Исходные записи
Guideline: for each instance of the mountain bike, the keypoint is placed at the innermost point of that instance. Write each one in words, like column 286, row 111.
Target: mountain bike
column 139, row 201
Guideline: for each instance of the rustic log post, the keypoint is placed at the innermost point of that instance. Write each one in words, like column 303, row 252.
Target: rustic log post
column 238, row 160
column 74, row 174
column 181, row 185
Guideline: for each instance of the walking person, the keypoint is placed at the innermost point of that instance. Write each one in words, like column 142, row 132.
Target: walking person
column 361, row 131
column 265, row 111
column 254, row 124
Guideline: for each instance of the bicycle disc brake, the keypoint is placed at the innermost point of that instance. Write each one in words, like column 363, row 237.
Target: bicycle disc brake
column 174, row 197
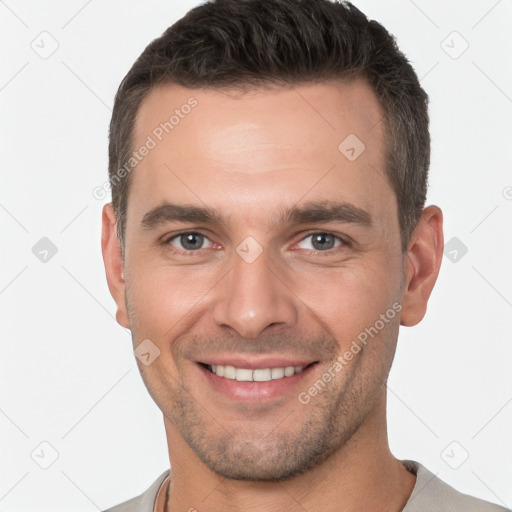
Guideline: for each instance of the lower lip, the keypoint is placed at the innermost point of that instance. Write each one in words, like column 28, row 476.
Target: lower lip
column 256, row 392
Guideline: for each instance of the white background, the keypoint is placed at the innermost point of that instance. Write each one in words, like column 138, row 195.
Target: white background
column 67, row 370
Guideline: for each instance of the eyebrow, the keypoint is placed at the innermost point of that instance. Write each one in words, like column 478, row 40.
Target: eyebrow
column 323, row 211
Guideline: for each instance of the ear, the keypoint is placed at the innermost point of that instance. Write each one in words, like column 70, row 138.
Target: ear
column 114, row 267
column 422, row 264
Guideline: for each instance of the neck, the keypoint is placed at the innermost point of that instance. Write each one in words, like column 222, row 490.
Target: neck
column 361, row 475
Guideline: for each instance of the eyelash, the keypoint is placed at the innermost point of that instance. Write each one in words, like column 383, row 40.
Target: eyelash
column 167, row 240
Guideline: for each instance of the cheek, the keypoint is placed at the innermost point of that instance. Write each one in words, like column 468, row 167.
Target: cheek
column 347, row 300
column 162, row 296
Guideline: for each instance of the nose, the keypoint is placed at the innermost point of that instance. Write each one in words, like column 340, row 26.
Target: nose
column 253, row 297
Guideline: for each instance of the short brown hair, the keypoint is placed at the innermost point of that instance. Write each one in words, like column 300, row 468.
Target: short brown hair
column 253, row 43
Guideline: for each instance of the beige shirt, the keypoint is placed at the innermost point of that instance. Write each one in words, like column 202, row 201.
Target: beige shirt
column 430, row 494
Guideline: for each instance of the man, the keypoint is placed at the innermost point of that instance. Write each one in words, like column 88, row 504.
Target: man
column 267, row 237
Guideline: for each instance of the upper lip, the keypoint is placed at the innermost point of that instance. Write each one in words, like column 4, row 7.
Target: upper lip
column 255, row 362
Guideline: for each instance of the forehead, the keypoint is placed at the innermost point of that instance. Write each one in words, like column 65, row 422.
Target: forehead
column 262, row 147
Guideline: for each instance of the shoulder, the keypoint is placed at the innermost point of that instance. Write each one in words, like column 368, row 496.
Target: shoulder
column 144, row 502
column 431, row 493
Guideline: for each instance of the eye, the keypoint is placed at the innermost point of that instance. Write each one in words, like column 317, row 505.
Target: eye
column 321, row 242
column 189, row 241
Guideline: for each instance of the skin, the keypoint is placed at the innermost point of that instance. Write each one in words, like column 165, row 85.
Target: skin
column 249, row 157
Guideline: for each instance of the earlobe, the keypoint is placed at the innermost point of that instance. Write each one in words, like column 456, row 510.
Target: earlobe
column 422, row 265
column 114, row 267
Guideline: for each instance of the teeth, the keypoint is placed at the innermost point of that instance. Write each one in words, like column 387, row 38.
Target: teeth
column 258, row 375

Короткое задание -
Переименуйте во всем материале «innermost point» в «central point» и приведите его заново, больше ничего не меняя. Картинки в ответ не включайте.

Результат задания -
Guideline: for each instance of the mountain bike, the keypoint is placed at the central point of that instance. Write each one in words, like column 286, row 111.
Target: mountain bike
column 139, row 201
Guideline: for each instance of the rustic log post, the keypoint is placed at the central point of that instance. Write each one in words, like column 303, row 252.
Target: rustic log post
column 238, row 160
column 74, row 174
column 181, row 185
Guideline: for each instance of the walking person, the keypoint is placed at the central point of that instance. Write each one in words, like column 142, row 132.
Target: walking person
column 361, row 131
column 265, row 111
column 254, row 124
Guideline: for each instance of the bicycle disc brake, the keypoint is placed at the central point of that instance. Write each one in words, like column 363, row 237.
Target: bicycle disc brake
column 174, row 197
Guideline: for each instance of the lower lip, the keypoint is placed at the central point of that instance. Write each one in words, like column 28, row 476.
Target: lower lip
column 256, row 392
Guideline: for each instance of the white background, the keypoint is placed at the central point of that instance. Write each one in words, like column 138, row 195.
Target: white background
column 67, row 370
Guideline: for each instance of the eyebrow, the keypoint is placed at the central point of that instance. Write each one in words, like column 478, row 40.
Target: eyebrow
column 323, row 211
Guideline: for each instance of the ear, the keypoint is placed at the central point of that instance. Write each one in words, like column 70, row 138.
Target: ear
column 114, row 267
column 422, row 264
Guideline: for each instance of the neck, the keypoint is placed at the central point of that instance. Write each one in words, like column 222, row 490.
Target: neck
column 361, row 475
Guideline: for each instance of the eyelash, the keypoint is placed at the central point of that instance. Write each one in words, like column 383, row 40.
Target: eyelash
column 167, row 240
Guideline: for each instance of the cheek, the keypoint is placed at the central point of that instance. Write each one in words, like column 468, row 167.
Target: cheek
column 347, row 300
column 162, row 296
Guideline: for each instance of the nose, the keypoint is placed at the central point of that instance. Write each one in words, like column 340, row 26.
Target: nose
column 253, row 297
Guideline: for each instance of the short brown hair, the keypoint is placed at the central point of that instance. Write each one in words, like column 300, row 468.
Target: short brown hair
column 253, row 43
Guideline: for each instance of the beige shirt, the keypoint is placed at the central point of that instance. Write each one in words, like column 202, row 201.
Target: beige shirt
column 430, row 494
Guideline: for each instance of the man, the keypoint is placed at the central point of that instance. Write each one in words, like column 88, row 504.
Target: man
column 267, row 237
Guideline: for each instance of the upper lip, the keypoint is placed at the central point of that instance. Write each one in words, like column 4, row 7.
Target: upper lip
column 255, row 362
Guideline: for each instance of the forehead, the keypoint is placed at the central point of that instance. Write each one in words, like column 65, row 422.
Target: forehead
column 262, row 147
Guideline: for each instance of the shoulder, the keypoint is placed at the central point of that instance. Write each one in words, like column 368, row 496.
Target: shoulder
column 144, row 502
column 431, row 493
Guideline: for each instance of the eye, the keypoint is placed at the central point of that instance. Write each one in words, like column 317, row 505.
Target: eye
column 321, row 242
column 189, row 241
Guideline: for each instance of the skin, the keypoint is placed at the central point of that instance. Write each one in words, like column 165, row 85.
Target: skin
column 249, row 157
Guideline: for each instance of the earlobe, the keypoint is placed at the central point of that instance. Write each one in words, like column 456, row 510.
Target: earlobe
column 422, row 265
column 114, row 267
Guideline: for each instance of the teeth, the keypoint is placed at the central point of that instance. Write each one in words, like column 387, row 38.
Target: teeth
column 258, row 375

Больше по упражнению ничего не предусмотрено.